◆ **Goal of the exercise**: Scan the records for the word "roof". Copy each line that includes it.

◆ **Data to examine**:
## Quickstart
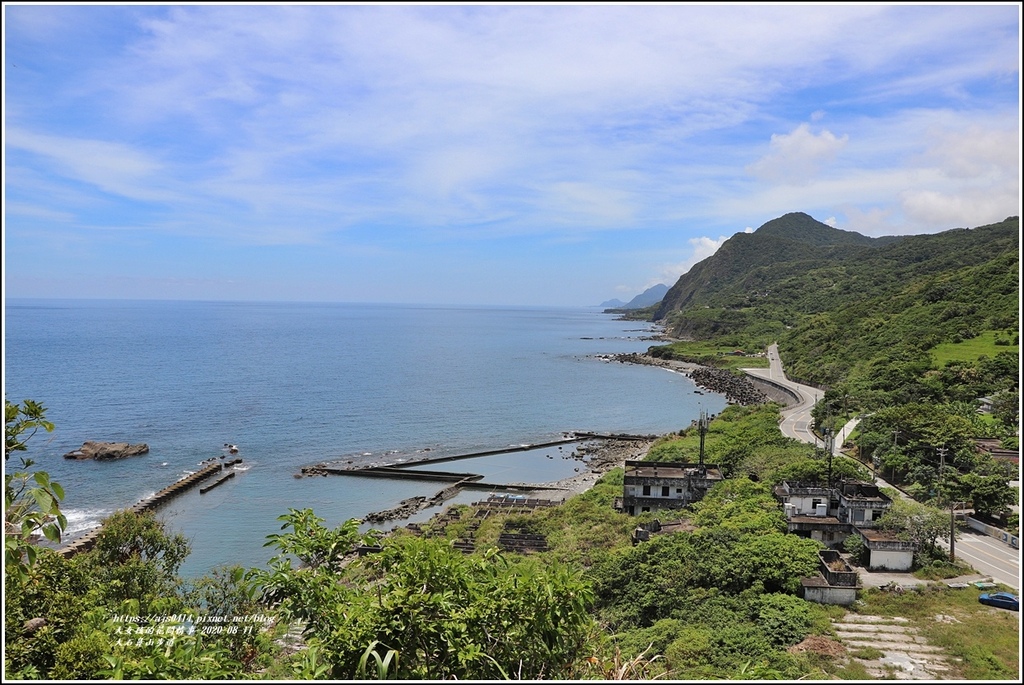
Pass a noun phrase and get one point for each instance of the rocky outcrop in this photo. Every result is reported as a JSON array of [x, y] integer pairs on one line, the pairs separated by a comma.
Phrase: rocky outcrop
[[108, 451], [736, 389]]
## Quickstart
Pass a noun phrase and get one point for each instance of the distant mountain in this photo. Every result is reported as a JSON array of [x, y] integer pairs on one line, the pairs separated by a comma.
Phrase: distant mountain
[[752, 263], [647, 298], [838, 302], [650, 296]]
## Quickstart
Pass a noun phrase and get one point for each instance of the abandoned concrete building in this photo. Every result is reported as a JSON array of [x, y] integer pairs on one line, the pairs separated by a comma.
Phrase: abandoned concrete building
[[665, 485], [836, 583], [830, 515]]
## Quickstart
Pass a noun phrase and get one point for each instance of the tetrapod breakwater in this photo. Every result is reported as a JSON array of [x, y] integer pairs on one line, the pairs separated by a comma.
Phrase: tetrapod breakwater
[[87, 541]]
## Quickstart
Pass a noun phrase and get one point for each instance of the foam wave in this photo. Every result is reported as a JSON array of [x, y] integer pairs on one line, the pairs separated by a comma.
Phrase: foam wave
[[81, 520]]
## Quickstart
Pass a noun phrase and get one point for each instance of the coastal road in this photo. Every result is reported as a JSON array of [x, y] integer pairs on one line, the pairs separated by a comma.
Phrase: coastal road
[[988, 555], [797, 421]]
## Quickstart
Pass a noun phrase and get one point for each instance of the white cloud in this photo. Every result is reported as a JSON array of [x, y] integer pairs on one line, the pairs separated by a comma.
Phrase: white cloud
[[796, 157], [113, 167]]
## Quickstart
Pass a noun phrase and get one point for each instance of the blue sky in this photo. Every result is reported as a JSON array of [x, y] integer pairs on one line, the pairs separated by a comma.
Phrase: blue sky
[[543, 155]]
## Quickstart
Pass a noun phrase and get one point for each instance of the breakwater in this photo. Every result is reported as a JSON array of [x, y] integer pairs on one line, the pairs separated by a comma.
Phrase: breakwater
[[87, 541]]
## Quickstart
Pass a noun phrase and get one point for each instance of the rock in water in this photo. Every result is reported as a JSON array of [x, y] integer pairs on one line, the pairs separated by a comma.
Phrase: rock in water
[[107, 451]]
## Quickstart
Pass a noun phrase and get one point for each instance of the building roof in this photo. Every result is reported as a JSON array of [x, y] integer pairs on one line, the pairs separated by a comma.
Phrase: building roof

◆ **Completed exercise**:
Pass a noun phrase and get one point for each instance of the building roof in this photo. Every result is reported as a JSON array of [x, y] integer pairs on one line, the pairs separated by a comma.
Phrase: building roof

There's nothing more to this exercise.